[Stored data Boundary: Start]

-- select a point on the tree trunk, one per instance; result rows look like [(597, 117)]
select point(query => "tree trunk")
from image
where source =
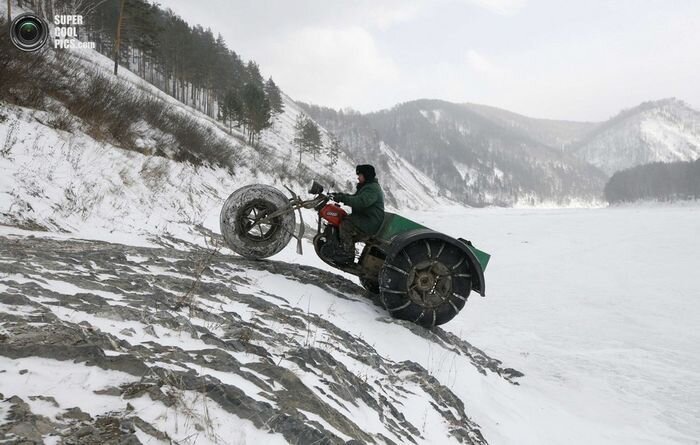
[(119, 36)]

[Stored data Boundary: End]

The task:
I need each line of the entries that holds the string "point" located and copied.

Exercise result:
-- select a point on the tree trunk, one per instance; result rows look like [(597, 117)]
select point(query => "tree trunk")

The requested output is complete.